• [Document excerpt]:
This opinion will be unpublished and

may not be cited except as provided by

Minn. Stat. § 480A.08, subd. 3 (2004).







State of Minnesota,





Gary S. Gundy,



Filed October 31, 2006


Ross, Judge


St. Louis County District Court

File No. K2-04-601061


Mike Hatch, Attorney General, 1800 Bremer Tower, 445 Minnesota Street, St. Paul, MN 55101-2134, and

Alan L. Mitchell, St. Louis County Attorney, Gary W. Bjorklund, Assistant County Attorney, 100 North Fifth Avenue West, Suite 501, Duluth, MN 55802-1298 (for respondent)

John M. Stuart, State Public Defender, Roy G. Spurbeck, Assistant Public Defender, 2221 University Avenue Southeast, Suite 425, Minneapolis, MN 55414-3097 (for appellant)



Considered and decided by Dietzen, Presiding Judge; Willis, Judge; and Ross, Judge.


U N P U B L I S H E D   O P I N I O N

ROSS, Judge

Gary Gundy appeals his conviction of felon in possession of a firearm and possession of a short-barreled shotgun.  He claims that the district court violated his constitutional right to counsel and abused its discretion when it denied his request to continue the trial so he could discharge his appointed attorney the morning of trial and find private counsel.  Because we conclude that the district court did not violate Gundy’s right to counsel or abuse its discretion by denying Gundy’s motion to continue, we affirm.

• [Given records]:
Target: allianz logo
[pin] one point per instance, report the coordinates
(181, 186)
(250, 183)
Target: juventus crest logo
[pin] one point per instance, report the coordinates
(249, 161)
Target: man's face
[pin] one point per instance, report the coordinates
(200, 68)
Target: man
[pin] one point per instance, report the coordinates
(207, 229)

• [Objectives]:
1 > Condense the paragraph of the court opinion that begins "Gary Gundy appeals his conviction" into a shorter version that keeps its main facts.
2 > Reproduce the court opinion word for word, starting at "Alan L. Mitchell, St." and ending at "55414-3097 (for appellant)".
3 > Carry the court opinion forward from its final sentence.

• [Results for the exercise]:
1 > Gary Gundy appeals his convictions for being a felon in possession of a firearm and for possessing a short-barreled shotgun. He contends that the district court violated his constitutional right to counsel and abused its discretion by refusing a continuance that would have let him discharge his appointed attorney on the morning of trial and obtain private counsel. Finding neither a violation nor an abuse of discretion, the court affirms.

2 >
Alan L. Mitchell, St. Louis County Attorney, Gary W. Bjorklund, Assistant County Attorney, 100 North Fifth Avenue West, Suite 501, Duluth, MN 55802-1298 (for respondent)

John M. Stuart, State Public Defender, Roy G. Spurbeck, Assistant Public Defender, 2221 University Avenue Southeast, Suite 425, Minneapolis, MN 55414-3097 (for appellant)

3 >
This case arises from a September 2004 dispute at Gary Gundy’s home between Gundy and an acquaintance, Kacey Peterson.  Each dialed 911.  The two continued to argue as the 911 operator listened on a recorded line.  Peterson saw a shotgun near Gundy, and Gundy told the 911 operator that it was a “sawed-off old 12-gauge thing,” that it was by his feet, and that he was “keeping it away from her.”  Later in the call, Gundy told the 911 operator that he unloaded the shotgun and threw it outside into the woods.

St. Louis County sheriff deputies arrived, asked Gundy about the shotgun, and searched for it unsuccessfully.  Gundy then indicated that it was beside the house under a stack of shingles.  Deputies found it there.  Its barrel was sawn off to an illegal length, the stock was shortened, and it was loaded.  The deputies arrested Gundy.  He told them that he had accepted the gun as a gift for protection and that he oiled it and cut the barrel.  The state charged Gundy with possession of a short-barreled shotgun.

Gundy asked to be released without bail because he had recently started a small business, had a dependent child, did not “have a whole lot of money,” and was “just barely scratching” by.  He also applied for court-appointed counsel.  The district court noted that Gundy would be ineligible for appointed counsel based on the financial information he provided.  Gundy maintained that he could not afford a lawyer but would try to retain one, and he noted that he was “not a rich man by any means.”  He posted a $2,500 bond and was released.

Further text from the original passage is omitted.